- WORK REQUIRED
Reproduce the records below with every instance of "sample" changed to "reference", leaving all other text unaltered.

- RECORDS FOR THE TASK
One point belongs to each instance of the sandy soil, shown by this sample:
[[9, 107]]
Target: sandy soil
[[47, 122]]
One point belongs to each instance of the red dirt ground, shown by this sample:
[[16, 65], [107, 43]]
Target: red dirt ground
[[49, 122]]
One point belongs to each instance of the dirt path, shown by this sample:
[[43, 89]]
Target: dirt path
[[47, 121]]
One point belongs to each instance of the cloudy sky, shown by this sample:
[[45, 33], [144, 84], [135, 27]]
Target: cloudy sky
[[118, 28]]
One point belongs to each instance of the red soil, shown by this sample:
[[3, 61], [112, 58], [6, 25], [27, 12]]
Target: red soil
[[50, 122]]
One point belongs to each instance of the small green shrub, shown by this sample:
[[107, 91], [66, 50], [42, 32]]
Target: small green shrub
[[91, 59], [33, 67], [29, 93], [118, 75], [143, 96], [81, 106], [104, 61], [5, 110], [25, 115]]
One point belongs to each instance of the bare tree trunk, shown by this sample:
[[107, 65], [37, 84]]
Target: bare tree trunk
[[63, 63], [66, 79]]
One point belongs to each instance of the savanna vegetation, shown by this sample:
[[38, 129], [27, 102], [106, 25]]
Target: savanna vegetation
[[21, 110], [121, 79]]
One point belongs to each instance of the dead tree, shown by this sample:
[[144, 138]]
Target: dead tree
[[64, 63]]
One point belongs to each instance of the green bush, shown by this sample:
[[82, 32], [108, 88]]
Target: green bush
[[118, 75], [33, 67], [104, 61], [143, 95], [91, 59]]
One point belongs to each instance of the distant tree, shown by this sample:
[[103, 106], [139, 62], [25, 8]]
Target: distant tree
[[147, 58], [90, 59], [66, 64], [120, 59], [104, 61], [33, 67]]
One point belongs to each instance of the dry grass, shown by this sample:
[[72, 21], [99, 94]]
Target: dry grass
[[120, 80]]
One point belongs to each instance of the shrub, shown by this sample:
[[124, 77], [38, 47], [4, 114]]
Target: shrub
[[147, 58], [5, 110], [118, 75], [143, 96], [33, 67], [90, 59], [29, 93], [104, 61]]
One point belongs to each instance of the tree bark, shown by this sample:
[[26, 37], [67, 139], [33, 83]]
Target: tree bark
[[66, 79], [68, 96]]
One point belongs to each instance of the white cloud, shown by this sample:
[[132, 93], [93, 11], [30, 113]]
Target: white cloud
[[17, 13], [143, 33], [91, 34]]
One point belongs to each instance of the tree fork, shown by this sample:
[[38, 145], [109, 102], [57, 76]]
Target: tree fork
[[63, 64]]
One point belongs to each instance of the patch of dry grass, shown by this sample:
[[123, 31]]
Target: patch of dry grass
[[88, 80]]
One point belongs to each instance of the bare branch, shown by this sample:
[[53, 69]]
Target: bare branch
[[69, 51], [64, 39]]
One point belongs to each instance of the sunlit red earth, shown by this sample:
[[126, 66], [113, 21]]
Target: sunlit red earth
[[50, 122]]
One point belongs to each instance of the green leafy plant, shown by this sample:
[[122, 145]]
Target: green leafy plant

- COMPLETE ANSWER
One point belongs to each instance of the sandy soil, shown by this reference:
[[9, 107]]
Target: sandy soil
[[47, 122]]
One point belongs to each instance of the red dirt ground, shown by this reference:
[[16, 65], [107, 43]]
Target: red dirt ground
[[49, 122]]
One point belongs to each instance of the dirt path, shown by this reference:
[[43, 89]]
Target: dirt path
[[47, 121]]
One point belongs to each instance of the cloudy sky, shown by this reference:
[[45, 33], [144, 84], [135, 27]]
Target: cloudy sky
[[118, 28]]
One point belongs to each instance of the red soil, shown by this reference:
[[3, 61], [112, 58], [6, 25], [27, 12]]
Target: red soil
[[50, 122]]
One point belongs to each instance of the small green shrub, shown by this reference:
[[107, 91], [66, 50], [42, 32]]
Target: small green shrub
[[91, 59], [33, 67], [29, 93], [118, 75], [143, 96], [81, 106], [104, 61], [5, 110], [25, 115]]
One point belongs to each instance of the bare tree trunk, shown by this reference:
[[107, 65], [37, 84]]
Target: bare tree trunk
[[63, 63], [66, 79]]
One point belongs to each instance of the savanna vegetation, shown by this reference:
[[38, 129], [27, 102], [106, 25]]
Target: savanna vegetation
[[21, 110], [121, 79]]
One point belongs to each instance of the dead tree, shown by this reference:
[[144, 138]]
Target: dead tree
[[64, 63]]
One point belongs to each instance of the green bush, shown by this reference:
[[82, 32], [108, 88]]
Target: green bush
[[118, 75], [33, 67], [104, 61], [143, 95], [91, 59]]
One point belongs to each instance of the distant tree, shown by this reference:
[[103, 106], [139, 62], [25, 8]]
Target: distant tree
[[147, 58], [90, 59], [66, 64], [120, 59], [104, 61], [33, 67]]
One point belongs to each instance of the dry grass, shown by this reference:
[[72, 21], [99, 94]]
Target: dry grass
[[120, 80]]
One point belongs to each instance of the shrub, shown by this reference:
[[124, 77], [38, 47], [4, 114]]
Target: shrub
[[147, 58], [5, 110], [118, 75], [143, 96], [33, 67], [90, 59], [29, 93], [104, 61]]
One point belongs to each instance of the tree bark, shown by this reference:
[[26, 37], [67, 139], [33, 83]]
Target: tree bark
[[66, 79], [68, 96]]
One point belongs to each instance of the white cloud, shown by this reference:
[[132, 93], [93, 11], [30, 113]]
Target: white cloud
[[17, 13], [143, 33], [91, 34]]
One point belongs to each instance of the tree fork, shown by this reference:
[[38, 145], [109, 102], [57, 76]]
Target: tree fork
[[63, 64]]
One point belongs to each instance of the patch of dry grass, shown by this reference:
[[123, 31]]
Target: patch of dry grass
[[88, 80]]
One point belongs to each instance of the bare branch, shown by this reference:
[[53, 69]]
Target: bare branch
[[69, 51], [64, 39]]
One point belongs to each instance of the sunlit red earth, shown by this reference:
[[126, 66], [113, 21]]
Target: sunlit red earth
[[50, 122]]
One point belongs to each instance of the green leafy plant, shown by this reference:
[[122, 145]]
Target: green leafy plant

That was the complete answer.